How to complete this task ▸ Pick out all lines with the word "wall" from the records that follow.

Exercise data ▸
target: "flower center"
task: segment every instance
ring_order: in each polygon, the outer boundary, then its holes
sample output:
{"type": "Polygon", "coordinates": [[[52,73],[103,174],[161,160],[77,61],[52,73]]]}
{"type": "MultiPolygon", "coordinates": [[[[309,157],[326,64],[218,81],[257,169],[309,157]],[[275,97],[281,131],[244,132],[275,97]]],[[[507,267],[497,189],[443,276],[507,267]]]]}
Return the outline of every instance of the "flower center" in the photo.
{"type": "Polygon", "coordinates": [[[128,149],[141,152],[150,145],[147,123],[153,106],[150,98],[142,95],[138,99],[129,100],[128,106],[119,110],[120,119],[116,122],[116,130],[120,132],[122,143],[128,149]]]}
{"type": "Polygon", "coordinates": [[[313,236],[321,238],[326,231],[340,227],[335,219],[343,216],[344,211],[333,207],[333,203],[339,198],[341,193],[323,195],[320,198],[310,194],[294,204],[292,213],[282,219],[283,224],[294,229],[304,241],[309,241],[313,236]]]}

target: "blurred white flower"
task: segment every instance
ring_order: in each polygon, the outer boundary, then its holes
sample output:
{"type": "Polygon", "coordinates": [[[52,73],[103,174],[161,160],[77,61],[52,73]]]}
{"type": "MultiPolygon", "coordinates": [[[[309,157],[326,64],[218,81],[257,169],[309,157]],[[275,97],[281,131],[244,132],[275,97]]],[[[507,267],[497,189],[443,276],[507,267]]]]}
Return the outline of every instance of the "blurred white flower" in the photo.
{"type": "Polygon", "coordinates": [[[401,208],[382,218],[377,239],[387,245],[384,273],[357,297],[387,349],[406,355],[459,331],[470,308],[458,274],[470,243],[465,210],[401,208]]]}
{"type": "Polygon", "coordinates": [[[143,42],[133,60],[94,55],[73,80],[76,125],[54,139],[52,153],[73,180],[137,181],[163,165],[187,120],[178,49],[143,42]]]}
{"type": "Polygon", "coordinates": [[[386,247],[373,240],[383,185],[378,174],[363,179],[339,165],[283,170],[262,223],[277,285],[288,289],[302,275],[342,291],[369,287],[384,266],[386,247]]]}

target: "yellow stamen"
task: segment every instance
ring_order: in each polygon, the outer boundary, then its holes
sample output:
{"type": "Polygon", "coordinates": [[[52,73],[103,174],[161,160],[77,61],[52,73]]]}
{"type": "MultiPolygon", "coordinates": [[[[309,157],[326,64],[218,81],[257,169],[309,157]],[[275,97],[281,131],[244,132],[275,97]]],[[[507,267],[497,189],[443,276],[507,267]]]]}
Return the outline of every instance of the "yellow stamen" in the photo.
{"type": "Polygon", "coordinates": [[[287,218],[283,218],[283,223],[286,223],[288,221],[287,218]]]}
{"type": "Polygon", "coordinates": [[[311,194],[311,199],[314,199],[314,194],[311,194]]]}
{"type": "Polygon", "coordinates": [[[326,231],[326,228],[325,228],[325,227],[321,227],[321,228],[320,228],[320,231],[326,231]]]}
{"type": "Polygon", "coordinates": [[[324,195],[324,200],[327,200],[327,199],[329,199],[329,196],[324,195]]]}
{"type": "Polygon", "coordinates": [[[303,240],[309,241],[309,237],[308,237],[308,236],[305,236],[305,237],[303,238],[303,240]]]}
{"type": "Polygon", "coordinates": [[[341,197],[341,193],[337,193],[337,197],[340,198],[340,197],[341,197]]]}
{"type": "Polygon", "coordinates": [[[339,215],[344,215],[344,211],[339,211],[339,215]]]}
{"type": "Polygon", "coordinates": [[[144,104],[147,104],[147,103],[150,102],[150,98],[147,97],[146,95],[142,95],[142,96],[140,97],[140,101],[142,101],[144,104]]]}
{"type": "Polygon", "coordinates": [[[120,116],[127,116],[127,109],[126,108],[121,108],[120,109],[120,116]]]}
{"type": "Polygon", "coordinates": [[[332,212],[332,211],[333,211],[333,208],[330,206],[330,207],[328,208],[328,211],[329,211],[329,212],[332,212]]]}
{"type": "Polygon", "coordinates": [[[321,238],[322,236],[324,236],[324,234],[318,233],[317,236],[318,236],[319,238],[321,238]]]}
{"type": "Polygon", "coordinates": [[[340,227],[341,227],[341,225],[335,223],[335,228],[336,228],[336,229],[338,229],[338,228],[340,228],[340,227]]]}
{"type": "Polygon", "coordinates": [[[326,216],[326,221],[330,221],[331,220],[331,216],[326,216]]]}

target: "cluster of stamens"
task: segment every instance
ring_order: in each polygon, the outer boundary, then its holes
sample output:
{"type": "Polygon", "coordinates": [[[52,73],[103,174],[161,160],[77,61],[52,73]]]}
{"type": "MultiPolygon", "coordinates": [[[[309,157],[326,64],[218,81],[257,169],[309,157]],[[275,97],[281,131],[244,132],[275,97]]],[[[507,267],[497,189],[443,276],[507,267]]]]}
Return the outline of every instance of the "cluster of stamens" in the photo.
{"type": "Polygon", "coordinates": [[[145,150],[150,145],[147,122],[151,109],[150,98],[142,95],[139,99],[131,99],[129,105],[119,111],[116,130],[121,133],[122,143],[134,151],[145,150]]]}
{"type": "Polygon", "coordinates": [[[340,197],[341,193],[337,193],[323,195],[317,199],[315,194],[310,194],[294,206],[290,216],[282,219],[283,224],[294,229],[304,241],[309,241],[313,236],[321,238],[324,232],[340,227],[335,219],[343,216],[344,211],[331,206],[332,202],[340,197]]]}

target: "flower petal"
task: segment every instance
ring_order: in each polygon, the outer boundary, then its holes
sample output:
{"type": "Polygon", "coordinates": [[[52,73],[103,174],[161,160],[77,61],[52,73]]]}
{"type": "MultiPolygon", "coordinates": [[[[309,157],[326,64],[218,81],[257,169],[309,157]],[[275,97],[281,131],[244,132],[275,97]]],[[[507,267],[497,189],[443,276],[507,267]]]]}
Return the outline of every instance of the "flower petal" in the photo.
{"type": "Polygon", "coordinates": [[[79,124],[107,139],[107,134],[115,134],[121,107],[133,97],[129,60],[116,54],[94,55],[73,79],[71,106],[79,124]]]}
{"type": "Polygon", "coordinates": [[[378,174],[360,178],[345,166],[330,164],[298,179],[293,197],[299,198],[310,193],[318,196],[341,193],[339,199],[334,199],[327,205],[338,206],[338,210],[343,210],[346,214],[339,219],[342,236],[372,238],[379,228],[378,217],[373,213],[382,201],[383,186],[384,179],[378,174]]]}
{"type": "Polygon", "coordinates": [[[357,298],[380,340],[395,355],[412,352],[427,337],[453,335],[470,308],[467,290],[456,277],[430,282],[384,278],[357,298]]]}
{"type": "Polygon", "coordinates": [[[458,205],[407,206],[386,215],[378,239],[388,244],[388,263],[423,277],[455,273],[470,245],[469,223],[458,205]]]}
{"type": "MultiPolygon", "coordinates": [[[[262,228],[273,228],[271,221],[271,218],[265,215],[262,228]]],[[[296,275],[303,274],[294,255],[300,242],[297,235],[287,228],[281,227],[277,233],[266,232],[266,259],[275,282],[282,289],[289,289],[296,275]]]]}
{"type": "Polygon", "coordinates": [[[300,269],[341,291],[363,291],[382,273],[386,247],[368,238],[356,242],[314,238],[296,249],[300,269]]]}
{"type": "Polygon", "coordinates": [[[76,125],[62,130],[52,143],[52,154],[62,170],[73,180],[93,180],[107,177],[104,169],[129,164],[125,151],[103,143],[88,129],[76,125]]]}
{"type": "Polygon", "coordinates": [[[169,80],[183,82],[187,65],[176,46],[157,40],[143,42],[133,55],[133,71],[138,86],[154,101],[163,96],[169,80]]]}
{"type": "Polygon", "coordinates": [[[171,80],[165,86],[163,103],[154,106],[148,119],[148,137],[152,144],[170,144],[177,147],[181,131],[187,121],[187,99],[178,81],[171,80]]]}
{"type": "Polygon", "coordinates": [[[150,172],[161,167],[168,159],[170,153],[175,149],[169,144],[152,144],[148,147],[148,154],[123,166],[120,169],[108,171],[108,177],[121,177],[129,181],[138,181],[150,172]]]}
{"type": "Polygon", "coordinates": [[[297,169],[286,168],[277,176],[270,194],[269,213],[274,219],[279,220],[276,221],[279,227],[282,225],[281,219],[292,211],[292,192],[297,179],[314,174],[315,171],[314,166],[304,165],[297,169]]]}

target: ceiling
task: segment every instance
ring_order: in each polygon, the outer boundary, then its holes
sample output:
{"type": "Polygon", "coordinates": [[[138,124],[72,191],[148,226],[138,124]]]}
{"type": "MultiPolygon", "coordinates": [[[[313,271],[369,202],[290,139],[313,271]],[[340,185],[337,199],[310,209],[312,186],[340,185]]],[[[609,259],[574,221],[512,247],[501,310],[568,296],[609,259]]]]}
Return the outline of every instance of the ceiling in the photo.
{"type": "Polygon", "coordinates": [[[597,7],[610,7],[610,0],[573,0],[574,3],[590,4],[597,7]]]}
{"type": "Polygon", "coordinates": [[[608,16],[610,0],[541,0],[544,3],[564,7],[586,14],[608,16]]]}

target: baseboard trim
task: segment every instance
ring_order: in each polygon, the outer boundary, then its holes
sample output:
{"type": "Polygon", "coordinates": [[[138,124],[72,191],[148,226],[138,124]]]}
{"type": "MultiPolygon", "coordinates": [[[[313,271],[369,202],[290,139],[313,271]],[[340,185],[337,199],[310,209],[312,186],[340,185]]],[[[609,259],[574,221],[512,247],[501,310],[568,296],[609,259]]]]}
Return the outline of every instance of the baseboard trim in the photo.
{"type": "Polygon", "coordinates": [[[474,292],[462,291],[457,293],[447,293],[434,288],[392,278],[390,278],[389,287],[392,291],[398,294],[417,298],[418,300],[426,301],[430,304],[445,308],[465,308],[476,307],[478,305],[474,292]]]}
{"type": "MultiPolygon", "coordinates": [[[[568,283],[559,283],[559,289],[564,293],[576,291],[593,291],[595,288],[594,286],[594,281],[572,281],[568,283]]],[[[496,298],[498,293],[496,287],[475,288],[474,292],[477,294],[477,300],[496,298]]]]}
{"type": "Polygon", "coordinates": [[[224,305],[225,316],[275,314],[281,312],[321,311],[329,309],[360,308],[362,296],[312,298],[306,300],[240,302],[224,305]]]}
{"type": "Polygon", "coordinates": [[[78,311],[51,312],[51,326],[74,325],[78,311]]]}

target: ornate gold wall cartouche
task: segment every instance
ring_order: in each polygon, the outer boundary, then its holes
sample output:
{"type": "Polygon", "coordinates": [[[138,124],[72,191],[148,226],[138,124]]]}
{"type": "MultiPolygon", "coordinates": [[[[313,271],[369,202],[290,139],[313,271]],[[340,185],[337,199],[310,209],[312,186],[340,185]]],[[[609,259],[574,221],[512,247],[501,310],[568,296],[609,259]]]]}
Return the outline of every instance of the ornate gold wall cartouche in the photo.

Solution ▸
target: ornate gold wall cartouche
Return the outline of every instance of the ornate gold wall cartouche in the photo.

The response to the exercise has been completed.